- Born: October 1, 1924 Kraków
- Died: March 25, 2004 (aged 79) Baltimore
- Citizenship: Polish American
- Occupations: Translator Teacher Writer

= Kristine Vetulani-Belfoure =

Polish translator

Eva Kristine Vetulani-Belfoure (October 1, 1924 – March 25, 2004) was a Polish teacher, translator, activist and writer who emigrated to the United States in 1950.

== Biography ==
=== Europe ===
She was born in Kraków, the daughter of Adam Vetulani and Anna Szewczyk, she was a half-sister of Jerzy and Jan Vetulani. Raised in a Catholic family, by the age of five she lived in the country. Then she moved to the city to start education in the elementary school. Once World War II started in 1939, she attended underground classes. She studied several foreign languages, first French, and later German, as her son said, heeding her father's advice: “Learn your enemy's language”. During the war her family adopted a Jewish woman, saving her from the Nazis.

In 1942 she was taken to Germany and forced to work as slave laborer in the Nazis' factory. She first worked at Hamewacker Chewing Tobacco in Nordhausen and was later sent to the ammunition factory Schmidt, Kranz & Co. She worked as kitchen help and as an interpreter. She was also a maid in the household of the company owner before she was liberated in 1945.

Vetulani started studying romance philology at Johann Wolfgang Goethe-Universität Frankfurt am Main, but she did not graduate from the university.

· · · · ·

Required task A ▸
Using the biography above, answer each of these:
(i) In what year did Kristine Vetulani-Belfoure emigrate to the United States?
(ii) Where did she first work after being taken to Germany in 1942?
(iii) At which university did she begin studying romance philology?

· · · · ·

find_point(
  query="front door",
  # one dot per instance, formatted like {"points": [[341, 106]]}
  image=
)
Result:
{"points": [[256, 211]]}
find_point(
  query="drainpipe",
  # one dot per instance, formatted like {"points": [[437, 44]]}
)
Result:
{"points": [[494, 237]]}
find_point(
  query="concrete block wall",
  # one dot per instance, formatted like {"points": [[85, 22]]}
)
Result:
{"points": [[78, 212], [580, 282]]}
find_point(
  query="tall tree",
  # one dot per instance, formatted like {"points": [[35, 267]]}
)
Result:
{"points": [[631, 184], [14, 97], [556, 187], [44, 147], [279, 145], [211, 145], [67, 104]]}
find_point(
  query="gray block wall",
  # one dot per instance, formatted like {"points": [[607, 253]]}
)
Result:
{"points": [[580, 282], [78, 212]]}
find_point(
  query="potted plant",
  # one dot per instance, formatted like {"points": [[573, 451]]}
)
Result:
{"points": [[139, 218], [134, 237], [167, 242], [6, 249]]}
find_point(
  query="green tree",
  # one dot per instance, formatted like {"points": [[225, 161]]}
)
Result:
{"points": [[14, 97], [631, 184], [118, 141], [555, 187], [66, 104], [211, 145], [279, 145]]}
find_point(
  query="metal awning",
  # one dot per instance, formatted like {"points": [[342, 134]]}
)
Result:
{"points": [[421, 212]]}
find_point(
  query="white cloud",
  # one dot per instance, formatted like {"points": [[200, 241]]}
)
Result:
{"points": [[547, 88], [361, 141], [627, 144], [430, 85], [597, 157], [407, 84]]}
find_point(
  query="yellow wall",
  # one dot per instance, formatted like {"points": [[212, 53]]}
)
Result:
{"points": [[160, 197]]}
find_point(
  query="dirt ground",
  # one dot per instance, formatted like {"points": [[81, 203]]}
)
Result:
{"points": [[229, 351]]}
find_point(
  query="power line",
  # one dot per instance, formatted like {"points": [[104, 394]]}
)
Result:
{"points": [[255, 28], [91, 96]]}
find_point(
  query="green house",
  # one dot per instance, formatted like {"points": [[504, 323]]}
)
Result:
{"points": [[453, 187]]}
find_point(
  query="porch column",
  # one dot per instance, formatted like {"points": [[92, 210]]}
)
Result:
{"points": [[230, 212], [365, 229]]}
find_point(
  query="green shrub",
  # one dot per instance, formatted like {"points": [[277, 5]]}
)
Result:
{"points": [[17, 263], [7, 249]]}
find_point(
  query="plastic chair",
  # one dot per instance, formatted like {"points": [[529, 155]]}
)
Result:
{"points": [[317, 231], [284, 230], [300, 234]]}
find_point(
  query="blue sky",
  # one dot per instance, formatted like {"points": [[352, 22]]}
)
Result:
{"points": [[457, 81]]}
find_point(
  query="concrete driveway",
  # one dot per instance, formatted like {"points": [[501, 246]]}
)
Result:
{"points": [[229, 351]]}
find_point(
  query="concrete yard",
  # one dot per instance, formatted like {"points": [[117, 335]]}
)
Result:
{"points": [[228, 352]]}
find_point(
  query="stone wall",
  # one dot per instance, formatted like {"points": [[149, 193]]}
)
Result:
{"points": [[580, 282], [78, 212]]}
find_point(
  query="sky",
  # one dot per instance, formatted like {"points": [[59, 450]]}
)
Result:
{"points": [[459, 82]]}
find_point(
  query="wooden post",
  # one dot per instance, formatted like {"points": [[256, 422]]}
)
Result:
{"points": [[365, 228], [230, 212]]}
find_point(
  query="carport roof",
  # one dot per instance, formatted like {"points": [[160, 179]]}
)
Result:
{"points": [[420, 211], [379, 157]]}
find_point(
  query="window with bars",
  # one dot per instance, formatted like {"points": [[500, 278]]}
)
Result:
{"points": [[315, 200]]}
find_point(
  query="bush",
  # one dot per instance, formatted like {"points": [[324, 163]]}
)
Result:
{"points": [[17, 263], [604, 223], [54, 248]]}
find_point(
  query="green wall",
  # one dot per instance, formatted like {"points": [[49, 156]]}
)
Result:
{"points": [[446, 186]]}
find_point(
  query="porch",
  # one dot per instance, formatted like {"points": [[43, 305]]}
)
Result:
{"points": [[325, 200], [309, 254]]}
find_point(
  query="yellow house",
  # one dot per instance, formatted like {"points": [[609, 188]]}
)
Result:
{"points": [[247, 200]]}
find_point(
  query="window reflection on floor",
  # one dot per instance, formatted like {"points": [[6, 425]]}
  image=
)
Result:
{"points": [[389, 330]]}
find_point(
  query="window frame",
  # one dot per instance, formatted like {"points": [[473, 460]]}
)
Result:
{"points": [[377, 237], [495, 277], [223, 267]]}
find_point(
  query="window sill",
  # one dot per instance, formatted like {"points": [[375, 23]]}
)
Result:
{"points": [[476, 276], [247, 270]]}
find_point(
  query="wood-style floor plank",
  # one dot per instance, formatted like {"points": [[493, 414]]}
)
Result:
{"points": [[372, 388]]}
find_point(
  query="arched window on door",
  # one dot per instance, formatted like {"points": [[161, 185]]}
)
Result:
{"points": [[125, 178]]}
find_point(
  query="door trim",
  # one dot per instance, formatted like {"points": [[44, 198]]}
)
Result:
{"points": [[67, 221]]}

· · · · ·

Required task B ▸
Collect each line of the listing that contains the string "door". Treat uppercase and lowercase letters as distinct.

Full output A ▸
(i) 1950
(ii) Hamewacker Chewing Tobacco in Nordhausen
(iii) Johann Wolfgang Goethe-Universität Frankfurt am Main

Full output B ▸
  query="front door",
  query="arched window on door",
  query="door trim",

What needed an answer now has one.